**What to do**
• 1. List every publication that the biography of Blackwood Paul says he helped produce or edit while at Auckland University College.
• 2. Extend the biography of Blackwood Paul, picking up after its final sentence about his return to Hamilton.

**Passage shown**
+ + + + + + +
Bookseller, publisher

This biography, written by Peter H. Hughes, was first published in the Dictionary of New Zealand Biography in 2000.

David Blackwood Paul, always called Blackwood, was born at Auckland on 12 October 1908. His father, William Henry Paul, had opened a bookshop, Paul’s Book Arcade, in Hamilton in 1901, and married Isabella Josephine Entrican in January 1905. Blackwood, ‘a very precious and delicate little boy’, was their only surviving child. His early life was imbued with the deep Presbyterianism of his mother and affected by his apparently heavy-handed, arrogant and domineering father. He was educated at Southwell School and, from February 1924, Hamilton High School.

In 1927 Blackwood Paul enrolled at Auckland University College in arts and law. He became involved in student affairs: as a member of the Literary Club he was one of the editorial committee that produced the influential magazine Phoenix, and as a member of the publications committee of the students’ association he jointly edited Kiwi with his friend Hector Monro in 1932. The two were also responsible for Wreccum, a college news sheet, and The golden goose, ‘a nonsense miscellany’. From 1930 to 1932 Paul worked part time as a clerk with an Auckland barrister, Bruce Scott. He graduated MA in English in 1933 and gained his LLB in 1935.

In 1933 Paul took over the management of the family bookshop, reportedly as the result of a disagreement with his father, by then a powerful Hamilton figure whose community services were his consuming interest. In December 1935 he travelled to Britain and Europe to fulfil a long cherished ambition to ‘record the impact of Britain on a colonial mind’. This he wrote up in ‘Traveller from New Zealand’, which remained an unpublished manuscript. He used the trip to meet British publishers and secure New Zealand distribution rights for the educational lists of both William Collins and Longmans, Green and Company, as well as Victor Gollancz’s Left Book Club publications. Paul returned to New Zealand in 1936.

During the Second World War Paul served with the Army Education and Welfare Service in Wellington but continued to run the Hamilton shop like an ‘outpost’. While in Wellington he also served on the management committee of the Progressive Publishing Society. Through his association with the PPS, Blackwood met Janet Elaine Wilkinson. On 9 March 1945 they married at Wellington and later that year returned to Hamilton. There they ‘formed their own centre of human enlightenment amid all the superphosphate’.
+ + + + + + +
[Rows excerpted from a collection]
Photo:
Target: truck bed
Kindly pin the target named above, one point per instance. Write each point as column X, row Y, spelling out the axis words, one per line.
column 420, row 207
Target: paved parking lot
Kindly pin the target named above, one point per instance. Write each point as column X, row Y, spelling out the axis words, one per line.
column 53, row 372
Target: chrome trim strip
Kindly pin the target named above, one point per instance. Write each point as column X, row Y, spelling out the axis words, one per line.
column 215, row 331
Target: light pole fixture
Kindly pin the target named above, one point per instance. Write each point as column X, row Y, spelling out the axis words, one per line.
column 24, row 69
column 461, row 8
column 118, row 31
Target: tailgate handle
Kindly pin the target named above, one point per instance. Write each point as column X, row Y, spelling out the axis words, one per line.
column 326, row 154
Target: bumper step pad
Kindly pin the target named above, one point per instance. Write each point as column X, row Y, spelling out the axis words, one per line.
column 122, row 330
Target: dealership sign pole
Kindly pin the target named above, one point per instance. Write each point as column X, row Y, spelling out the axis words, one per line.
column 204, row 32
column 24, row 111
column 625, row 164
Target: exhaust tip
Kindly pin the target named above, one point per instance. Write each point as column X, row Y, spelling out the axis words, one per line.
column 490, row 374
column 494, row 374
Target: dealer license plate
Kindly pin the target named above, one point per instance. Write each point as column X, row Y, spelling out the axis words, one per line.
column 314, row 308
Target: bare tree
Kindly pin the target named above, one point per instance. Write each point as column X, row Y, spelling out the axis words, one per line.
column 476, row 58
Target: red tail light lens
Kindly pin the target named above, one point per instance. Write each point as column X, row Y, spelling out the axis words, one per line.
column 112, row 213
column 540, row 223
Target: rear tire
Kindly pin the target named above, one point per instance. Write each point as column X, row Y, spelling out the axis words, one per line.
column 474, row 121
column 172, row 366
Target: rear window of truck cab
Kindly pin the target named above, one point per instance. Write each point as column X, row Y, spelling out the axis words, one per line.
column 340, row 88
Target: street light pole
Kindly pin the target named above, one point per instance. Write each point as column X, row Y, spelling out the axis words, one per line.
+ + + + + + +
**Task-by-task results**
• 1. Phoenix, Kiwi, Wreccum, The golden goose

• 2.
Paul was now able to dedicate himself to bookselling, publishing and advocacy on behalf of the book trade. The shop that Paul had taken over from his father was a ‘modest emporium [of] unremarkable stock’ with the atmosphere of a general store. Paul transformed the business to the extent that in 1949 the visiting English publisher Sir Stanley Unwin numbered Paul’s bookshop among the 14 best in the world. In 1948 the shop was redesigned by the Wellington architect Ernst Plischke, whose name evoked ‘the sort of design sophistication we were all in need of’. In 1955 a second shop was opened in Auckland.

By 1945 Blackwood Paul had determined to publish New Zealand writers. He was convinced that New Zealanders would ‘read and buy books written and published in our own country if they are good enough’. The imprint the Pauls established – Paul’s Book Arcade, and, from 1964, Blackwood and Janet Paul – appeared on nearly 200 books. The publishing list showed ‘good judgement, acumen and a sense of public responsibility’, Charles Brasch said later. Their first publication was Gordon Mirams’s Speaking candidly, and over the next 20 years they published books by, among others, F. L. W. Wood, John Mulgan, Maurice Duggan, Bill Pearson, Amelia Batistich, Frank Sargeson and Hone Tuwhare. In both fiction and non-fiction, the Pauls were ground-breaking and highly influential publishers of New Zealand titles, and Janet Paul set high standards in book design.

The Pauls commissioned many works; for example, Antony Alpers’s Māori myths and tribal legends and Erik Schwimmer’s The Māori people in the nineteen-sixties. As well, they commissioned artists for illustrations and dust covers, including James Boswell, Patrick Hanly, Colin McCahon and Eric Lee-Johnson. To extend his educational list, Paul opened a publishing office in his Auckland bookshop in 1960 and appointed Phoebe Meikle as editor. Despite Paul’s quip that the ‘whole process of bookmaking is … quite fantastically irresponsible’, he gained immense satisfaction from his publishing list. His notion of ‘good writing as against saleability’ was balanced against the business sense that he was in trade and devoted to making a profit. He realised the necessity of a bestselling author on the list, whose income afforded security and enabled the publication of less profitable but worthy titles, such as the many volumes of poetry; in Paul’s case this author was Mary Scott. He made many successful submissions to the New Zealand Literary Fund to assist with publishing subsidies. In his search for economical printers of quality he looked to Australia and Britain. To keep down costs and to increase markets he undertook co-publishing ventures with British and American firms.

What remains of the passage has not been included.